"""

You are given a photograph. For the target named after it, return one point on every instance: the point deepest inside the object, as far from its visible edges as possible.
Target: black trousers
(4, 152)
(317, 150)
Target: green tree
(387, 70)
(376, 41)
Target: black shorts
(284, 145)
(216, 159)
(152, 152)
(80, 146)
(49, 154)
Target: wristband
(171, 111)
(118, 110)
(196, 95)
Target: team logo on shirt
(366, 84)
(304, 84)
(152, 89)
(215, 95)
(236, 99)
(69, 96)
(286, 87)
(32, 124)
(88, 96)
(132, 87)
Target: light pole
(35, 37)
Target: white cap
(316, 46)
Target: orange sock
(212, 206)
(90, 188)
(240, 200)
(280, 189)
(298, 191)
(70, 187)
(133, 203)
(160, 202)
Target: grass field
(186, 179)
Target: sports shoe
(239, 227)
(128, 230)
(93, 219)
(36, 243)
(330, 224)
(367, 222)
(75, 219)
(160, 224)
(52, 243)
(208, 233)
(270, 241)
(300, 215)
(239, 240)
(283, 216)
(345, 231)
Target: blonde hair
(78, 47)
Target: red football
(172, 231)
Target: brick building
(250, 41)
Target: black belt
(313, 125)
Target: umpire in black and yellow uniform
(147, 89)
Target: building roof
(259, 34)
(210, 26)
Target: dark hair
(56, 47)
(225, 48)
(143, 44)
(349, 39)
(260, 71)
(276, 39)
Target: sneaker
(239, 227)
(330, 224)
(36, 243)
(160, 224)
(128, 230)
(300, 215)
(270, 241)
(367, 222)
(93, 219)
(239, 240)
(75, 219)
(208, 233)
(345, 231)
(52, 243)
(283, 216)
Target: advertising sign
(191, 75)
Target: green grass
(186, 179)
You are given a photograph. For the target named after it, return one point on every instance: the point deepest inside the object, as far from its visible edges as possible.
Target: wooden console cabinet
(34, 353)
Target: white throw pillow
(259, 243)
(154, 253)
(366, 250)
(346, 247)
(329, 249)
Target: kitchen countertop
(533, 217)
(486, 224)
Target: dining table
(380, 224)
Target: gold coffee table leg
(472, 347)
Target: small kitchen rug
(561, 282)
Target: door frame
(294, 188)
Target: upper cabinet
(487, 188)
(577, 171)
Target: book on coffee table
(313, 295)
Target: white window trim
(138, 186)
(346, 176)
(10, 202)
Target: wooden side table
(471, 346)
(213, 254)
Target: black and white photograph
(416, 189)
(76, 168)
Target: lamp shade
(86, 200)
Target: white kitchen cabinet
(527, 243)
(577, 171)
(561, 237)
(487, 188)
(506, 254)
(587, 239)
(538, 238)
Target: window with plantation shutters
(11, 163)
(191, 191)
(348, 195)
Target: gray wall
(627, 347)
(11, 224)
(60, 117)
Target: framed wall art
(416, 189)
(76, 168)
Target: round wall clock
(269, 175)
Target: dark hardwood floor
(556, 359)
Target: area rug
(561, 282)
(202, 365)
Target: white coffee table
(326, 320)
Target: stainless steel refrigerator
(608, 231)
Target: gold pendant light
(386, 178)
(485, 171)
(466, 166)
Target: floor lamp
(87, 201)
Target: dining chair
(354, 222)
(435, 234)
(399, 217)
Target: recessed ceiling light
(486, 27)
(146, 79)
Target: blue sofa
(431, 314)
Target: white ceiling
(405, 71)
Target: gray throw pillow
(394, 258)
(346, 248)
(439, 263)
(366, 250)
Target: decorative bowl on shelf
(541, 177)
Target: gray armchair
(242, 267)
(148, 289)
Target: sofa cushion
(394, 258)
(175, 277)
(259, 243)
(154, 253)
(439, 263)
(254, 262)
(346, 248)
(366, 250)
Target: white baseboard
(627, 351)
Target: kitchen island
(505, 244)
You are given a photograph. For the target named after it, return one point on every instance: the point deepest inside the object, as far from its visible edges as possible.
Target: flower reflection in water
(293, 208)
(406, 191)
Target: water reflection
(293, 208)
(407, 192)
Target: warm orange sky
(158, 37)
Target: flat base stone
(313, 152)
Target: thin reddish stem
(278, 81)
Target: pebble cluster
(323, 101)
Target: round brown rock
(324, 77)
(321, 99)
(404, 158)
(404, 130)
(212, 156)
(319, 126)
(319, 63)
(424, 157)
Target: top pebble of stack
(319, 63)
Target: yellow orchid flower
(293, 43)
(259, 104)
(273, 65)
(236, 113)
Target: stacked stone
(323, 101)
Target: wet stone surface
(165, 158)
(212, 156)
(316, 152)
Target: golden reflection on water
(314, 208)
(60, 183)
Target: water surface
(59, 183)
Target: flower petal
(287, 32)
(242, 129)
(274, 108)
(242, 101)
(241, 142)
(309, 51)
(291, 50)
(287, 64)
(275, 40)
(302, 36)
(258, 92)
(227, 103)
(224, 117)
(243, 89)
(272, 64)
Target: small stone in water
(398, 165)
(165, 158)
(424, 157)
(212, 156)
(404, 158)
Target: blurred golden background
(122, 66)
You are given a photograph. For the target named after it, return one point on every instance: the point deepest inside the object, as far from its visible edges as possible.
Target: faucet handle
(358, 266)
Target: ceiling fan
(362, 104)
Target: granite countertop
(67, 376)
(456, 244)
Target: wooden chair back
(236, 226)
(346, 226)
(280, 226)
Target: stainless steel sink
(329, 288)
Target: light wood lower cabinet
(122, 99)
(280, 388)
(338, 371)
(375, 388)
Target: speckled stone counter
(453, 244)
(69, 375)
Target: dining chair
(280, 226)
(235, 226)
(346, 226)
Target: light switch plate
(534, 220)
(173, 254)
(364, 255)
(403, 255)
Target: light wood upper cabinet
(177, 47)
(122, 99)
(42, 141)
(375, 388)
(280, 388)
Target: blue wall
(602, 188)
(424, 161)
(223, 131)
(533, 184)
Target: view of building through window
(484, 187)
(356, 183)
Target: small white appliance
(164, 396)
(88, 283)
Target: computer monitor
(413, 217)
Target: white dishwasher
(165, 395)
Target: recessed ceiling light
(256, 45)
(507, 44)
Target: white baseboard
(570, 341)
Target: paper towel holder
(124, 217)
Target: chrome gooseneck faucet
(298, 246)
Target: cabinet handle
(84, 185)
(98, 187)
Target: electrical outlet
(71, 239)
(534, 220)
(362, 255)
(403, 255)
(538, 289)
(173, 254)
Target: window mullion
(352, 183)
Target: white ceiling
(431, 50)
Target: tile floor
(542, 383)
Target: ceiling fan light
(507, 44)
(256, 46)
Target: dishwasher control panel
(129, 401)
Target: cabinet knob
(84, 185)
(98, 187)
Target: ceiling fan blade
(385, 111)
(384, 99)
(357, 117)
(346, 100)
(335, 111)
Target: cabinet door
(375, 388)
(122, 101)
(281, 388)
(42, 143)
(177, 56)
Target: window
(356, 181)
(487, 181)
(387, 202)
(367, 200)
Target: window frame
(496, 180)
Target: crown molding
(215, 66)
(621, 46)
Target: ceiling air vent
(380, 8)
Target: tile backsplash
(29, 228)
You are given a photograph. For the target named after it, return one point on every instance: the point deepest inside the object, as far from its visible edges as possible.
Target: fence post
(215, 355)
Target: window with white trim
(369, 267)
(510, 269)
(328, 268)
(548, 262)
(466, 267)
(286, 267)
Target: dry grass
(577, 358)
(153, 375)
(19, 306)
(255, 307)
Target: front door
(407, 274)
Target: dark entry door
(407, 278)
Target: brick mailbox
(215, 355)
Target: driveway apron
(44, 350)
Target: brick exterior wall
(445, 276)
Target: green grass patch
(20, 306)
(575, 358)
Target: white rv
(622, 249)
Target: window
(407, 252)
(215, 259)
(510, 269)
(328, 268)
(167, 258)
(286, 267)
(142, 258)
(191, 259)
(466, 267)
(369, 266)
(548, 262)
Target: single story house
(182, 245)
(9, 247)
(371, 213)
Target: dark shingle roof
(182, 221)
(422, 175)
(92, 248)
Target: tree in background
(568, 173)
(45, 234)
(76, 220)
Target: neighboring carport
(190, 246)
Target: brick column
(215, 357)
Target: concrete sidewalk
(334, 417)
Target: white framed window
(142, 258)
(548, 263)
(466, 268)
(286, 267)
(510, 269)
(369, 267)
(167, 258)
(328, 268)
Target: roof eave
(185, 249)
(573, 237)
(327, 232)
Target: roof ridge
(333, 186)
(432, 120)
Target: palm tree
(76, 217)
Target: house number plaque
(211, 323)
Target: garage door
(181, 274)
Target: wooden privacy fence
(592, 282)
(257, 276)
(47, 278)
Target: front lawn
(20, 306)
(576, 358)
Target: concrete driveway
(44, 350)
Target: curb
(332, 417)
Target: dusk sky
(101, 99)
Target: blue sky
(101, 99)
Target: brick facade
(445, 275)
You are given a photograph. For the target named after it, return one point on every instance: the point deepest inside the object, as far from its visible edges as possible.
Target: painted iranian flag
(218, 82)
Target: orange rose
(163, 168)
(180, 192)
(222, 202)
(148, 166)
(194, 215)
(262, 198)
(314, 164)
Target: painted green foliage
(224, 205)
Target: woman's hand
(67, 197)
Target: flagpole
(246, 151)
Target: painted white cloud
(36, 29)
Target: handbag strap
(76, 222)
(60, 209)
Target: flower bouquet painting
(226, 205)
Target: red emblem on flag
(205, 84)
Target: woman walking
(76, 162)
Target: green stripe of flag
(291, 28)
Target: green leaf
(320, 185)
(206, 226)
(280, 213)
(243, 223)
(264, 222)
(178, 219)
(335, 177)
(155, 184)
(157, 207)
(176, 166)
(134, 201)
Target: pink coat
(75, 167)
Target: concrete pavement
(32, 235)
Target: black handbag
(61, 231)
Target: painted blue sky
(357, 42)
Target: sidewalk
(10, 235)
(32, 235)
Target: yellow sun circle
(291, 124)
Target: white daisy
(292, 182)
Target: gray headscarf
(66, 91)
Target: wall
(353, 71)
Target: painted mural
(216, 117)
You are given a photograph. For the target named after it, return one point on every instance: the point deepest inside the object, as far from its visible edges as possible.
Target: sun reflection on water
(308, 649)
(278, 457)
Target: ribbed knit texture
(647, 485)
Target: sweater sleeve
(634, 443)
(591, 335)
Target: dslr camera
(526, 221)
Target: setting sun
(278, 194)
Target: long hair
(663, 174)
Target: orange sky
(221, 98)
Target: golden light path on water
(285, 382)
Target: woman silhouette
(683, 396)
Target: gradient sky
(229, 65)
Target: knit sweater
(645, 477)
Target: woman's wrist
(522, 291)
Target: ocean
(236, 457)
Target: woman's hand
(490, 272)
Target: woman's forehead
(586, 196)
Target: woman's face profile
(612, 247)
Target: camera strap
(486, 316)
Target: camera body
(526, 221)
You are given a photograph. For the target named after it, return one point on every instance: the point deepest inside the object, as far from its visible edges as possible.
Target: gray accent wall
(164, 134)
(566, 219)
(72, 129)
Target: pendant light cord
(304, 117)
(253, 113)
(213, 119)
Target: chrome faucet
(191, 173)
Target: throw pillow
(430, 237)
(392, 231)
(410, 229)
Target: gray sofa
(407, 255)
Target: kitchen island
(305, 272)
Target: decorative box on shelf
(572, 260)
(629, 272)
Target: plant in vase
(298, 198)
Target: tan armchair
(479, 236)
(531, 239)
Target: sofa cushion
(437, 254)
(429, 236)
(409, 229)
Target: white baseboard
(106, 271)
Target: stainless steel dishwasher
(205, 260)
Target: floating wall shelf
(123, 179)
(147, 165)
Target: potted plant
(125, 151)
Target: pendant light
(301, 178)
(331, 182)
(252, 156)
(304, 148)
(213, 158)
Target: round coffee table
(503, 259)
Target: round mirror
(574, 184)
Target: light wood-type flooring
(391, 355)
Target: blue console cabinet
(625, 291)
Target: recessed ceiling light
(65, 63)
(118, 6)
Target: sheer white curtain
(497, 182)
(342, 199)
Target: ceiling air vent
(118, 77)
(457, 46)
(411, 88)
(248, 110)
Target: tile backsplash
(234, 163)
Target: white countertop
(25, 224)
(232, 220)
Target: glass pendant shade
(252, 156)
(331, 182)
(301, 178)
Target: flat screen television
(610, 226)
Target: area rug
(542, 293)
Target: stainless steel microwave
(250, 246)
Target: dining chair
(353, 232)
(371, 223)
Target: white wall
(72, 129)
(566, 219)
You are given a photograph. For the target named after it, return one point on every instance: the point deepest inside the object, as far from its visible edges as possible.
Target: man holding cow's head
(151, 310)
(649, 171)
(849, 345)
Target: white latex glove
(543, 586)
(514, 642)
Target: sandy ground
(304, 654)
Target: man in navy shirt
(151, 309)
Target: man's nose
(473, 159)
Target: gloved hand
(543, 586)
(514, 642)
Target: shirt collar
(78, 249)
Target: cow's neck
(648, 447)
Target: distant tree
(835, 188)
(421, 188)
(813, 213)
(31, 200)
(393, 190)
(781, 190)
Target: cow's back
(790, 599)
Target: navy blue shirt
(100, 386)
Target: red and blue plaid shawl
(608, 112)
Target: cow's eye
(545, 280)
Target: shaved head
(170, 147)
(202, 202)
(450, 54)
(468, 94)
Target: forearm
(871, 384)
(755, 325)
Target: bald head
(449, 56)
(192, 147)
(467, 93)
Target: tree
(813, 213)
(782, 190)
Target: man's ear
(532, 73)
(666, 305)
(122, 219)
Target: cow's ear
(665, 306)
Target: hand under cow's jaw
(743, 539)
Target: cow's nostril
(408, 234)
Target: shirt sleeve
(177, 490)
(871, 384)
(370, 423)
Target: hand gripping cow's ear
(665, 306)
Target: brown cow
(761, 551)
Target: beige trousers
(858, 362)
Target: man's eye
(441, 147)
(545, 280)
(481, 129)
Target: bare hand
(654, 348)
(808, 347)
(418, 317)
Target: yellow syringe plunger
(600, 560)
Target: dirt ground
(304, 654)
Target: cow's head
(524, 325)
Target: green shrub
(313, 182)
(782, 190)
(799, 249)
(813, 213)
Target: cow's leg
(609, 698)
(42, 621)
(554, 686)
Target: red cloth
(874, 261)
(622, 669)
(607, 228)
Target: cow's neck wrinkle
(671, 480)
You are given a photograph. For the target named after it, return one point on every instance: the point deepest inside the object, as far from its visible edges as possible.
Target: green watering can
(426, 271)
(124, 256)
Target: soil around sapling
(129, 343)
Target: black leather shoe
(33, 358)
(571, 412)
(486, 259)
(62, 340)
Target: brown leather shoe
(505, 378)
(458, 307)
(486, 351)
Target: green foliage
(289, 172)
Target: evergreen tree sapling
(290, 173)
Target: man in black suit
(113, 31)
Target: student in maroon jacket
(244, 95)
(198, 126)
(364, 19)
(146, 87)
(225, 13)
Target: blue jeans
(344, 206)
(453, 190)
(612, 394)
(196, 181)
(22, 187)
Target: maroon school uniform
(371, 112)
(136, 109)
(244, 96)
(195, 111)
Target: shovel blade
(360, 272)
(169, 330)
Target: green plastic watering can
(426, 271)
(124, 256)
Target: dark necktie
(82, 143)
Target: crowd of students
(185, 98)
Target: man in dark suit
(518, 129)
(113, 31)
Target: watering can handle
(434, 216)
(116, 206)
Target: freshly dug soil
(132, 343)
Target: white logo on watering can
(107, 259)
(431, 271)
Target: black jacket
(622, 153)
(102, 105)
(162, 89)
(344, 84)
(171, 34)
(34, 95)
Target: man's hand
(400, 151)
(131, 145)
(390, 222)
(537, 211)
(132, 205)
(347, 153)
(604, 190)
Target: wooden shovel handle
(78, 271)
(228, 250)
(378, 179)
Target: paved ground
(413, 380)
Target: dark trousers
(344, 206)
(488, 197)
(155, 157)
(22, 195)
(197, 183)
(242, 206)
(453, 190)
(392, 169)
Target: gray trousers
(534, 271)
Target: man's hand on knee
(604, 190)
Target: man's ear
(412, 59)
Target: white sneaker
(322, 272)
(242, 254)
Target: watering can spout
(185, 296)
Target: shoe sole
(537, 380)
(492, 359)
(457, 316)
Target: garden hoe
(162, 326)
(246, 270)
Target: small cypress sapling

"""

Exercise:
Begin with the line that contains "Target: white sneaker" and print each line exactly until the data ends, including the last line.

Answer for the task:
Target: white sneaker
(322, 272)
(242, 254)
Target: watering can spout
(185, 296)
Target: shoe sole
(537, 380)
(492, 359)
(457, 316)
Target: garden hoe
(162, 326)
(246, 270)
Target: small cypress sapling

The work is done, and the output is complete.